• TASK TO COMPLETE: Leave out the pictures and repeat the rest of the material exactly.

• Data extracted from a collection:

+-------+

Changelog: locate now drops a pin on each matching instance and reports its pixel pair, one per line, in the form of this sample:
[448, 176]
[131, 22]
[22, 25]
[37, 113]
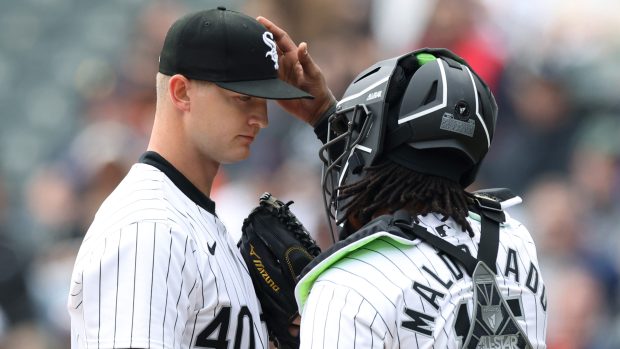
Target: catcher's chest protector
[493, 324]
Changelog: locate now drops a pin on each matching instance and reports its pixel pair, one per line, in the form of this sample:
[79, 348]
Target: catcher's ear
[178, 88]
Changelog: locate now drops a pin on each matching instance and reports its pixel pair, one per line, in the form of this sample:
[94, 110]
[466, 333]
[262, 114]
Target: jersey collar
[154, 159]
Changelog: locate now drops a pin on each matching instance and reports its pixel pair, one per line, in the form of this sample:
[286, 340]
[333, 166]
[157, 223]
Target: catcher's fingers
[283, 40]
[310, 68]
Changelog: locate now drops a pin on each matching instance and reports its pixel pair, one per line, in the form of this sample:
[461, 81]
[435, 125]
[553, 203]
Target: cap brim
[268, 89]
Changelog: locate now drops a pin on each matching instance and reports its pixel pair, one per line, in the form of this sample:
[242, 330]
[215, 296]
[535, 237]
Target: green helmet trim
[302, 290]
[424, 58]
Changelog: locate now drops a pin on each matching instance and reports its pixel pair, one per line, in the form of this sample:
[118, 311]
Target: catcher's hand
[276, 247]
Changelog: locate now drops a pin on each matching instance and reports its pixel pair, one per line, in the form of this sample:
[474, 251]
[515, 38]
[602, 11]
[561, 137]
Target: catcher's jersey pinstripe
[407, 295]
[157, 269]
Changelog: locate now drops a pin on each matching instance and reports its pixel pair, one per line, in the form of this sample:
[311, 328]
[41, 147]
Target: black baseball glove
[276, 247]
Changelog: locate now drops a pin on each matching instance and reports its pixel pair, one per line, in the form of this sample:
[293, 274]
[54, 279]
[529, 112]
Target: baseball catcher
[276, 247]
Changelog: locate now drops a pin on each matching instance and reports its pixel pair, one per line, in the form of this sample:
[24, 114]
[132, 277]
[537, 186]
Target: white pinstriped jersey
[157, 269]
[397, 293]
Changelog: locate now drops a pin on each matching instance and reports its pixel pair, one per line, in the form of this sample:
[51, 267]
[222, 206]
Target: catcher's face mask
[426, 110]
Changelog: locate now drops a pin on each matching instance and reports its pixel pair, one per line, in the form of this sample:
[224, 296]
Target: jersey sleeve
[137, 285]
[336, 316]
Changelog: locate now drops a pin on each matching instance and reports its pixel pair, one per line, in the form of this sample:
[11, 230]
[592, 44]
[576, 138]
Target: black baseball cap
[228, 48]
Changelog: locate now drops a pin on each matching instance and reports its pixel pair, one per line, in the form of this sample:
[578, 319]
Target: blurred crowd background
[77, 99]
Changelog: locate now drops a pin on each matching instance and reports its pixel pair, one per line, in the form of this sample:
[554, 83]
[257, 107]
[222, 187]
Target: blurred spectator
[462, 26]
[577, 319]
[15, 305]
[556, 214]
[595, 172]
[535, 129]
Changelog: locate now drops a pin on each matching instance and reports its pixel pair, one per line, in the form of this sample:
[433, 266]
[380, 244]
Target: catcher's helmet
[426, 110]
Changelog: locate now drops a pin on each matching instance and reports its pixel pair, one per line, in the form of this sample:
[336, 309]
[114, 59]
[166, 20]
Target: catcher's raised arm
[276, 247]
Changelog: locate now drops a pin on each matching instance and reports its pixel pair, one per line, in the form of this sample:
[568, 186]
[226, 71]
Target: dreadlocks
[391, 186]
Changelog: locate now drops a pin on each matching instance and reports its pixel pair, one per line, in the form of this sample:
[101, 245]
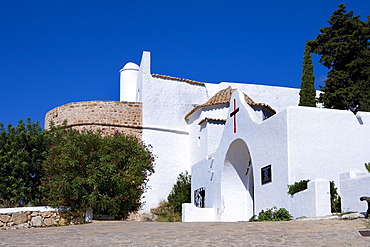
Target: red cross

+-------+

• IN RESPONSE:
Changelog: locate now drops a pin on each matching instance and reports its pixel pair, one per line, in the form of this sample:
[448, 176]
[131, 22]
[22, 25]
[37, 113]
Target: catcher's chest protector
[493, 324]
Changelog: locate now drops a pin on each matching instance and reports its pixel pair, one per line, in the form of this sample:
[79, 348]
Target: catcher's ear
[178, 88]
Changelog: locate now drops a pin on each matching instance and reports its pixel pair, one per line, in the form of this sample:
[94, 110]
[466, 333]
[262, 114]
Target: jersey collar
[154, 159]
Changelog: locate now drops a pin on each matching instance and reports its pixel pair, one per line, in the form of this sample:
[286, 340]
[333, 166]
[157, 223]
Target: catcher's fingers
[283, 40]
[310, 68]
Changelog: locate now drops a pin on each matching instance and reports its pixel pair, one per line, in the form of this sample:
[461, 81]
[435, 125]
[553, 203]
Target: cap brim
[268, 89]
Changelog: locate now drops a pin on each matching instance and reports its pixel pair, one per line, in the form of this sample:
[242, 330]
[215, 296]
[535, 237]
Target: green helmet trim
[302, 290]
[424, 58]
Changelog: locate now drops a pin on each matching instance and reports its pixel pair, one per line, in the form of this sample:
[118, 311]
Target: catcher's hand
[276, 247]
Changelog: locate now drops a pin on each matching instance and reports its pixel pair, one per line, in the form of this sample:
[474, 251]
[515, 38]
[602, 11]
[561, 137]
Target: catcher's jersey pinstripe
[407, 295]
[157, 269]
Changelog: locate now drops a pin on each matching instance and reports its pixel pair, one per line, in the form of this sample:
[311, 328]
[41, 147]
Target: black baseball glove
[276, 247]
Changelog: locate now drops a pin on each matching instance and reports its pixel pair, one per line, in the form of this sample:
[293, 274]
[54, 279]
[529, 112]
Target: baseball catcher
[276, 247]
Changelog: locate now drops a pin on each matching instance and reports its pixel pair, one per line, in the form of this sample:
[24, 114]
[132, 277]
[537, 186]
Target: white pinstriped jersey
[157, 269]
[397, 293]
Changelog: locate now drops a pin on each matching instance and reports its pixel pair, one per line, in the form of this sample:
[51, 267]
[222, 206]
Target: catcher's face mask
[426, 110]
Changelog: locate now drops a pin on each matching instance and reports its pixel pair, one per line, in the form of this sample:
[224, 296]
Target: jersey sleeve
[137, 285]
[336, 316]
Changelog: locate now drops a pin on each matching instance and reports its pixel pair, one per line, in the form of this sample:
[11, 230]
[592, 44]
[576, 138]
Target: black baseball cap
[228, 48]
Changelog: locate now drops a pin on each matching instance and reports its pixel pair, one per line, in the form of this sample:
[578, 319]
Target: blurred crowd background
[77, 99]
Changelog: locate now drops a pin on each matching instance and reports its pixel pair, one per line, in the form of this sample:
[554, 83]
[257, 107]
[222, 187]
Target: blurred spectator
[462, 26]
[577, 319]
[15, 305]
[556, 214]
[595, 172]
[535, 129]
Changelog: locate now drops a pin on each matching instance and reports its pixel pair, one per line, in the form of this sample:
[433, 266]
[380, 244]
Target: catcher's helmet
[426, 110]
Changelog: locate now drops a pin on each matching instance and reports its pixel pair, one per line, in the form of this sample:
[336, 309]
[114, 59]
[166, 20]
Target: catcher's raised arm
[276, 247]
Changelog: locate now drops a pin on each matching instance and reports its pixel pair, one per line, in the form of this sample:
[568, 186]
[226, 71]
Target: dreadlocks
[391, 186]
Changelog: locate now drops a pin on each matching instance and reports its pixel pair, one per line, in the form of this sample:
[101, 245]
Target: red cross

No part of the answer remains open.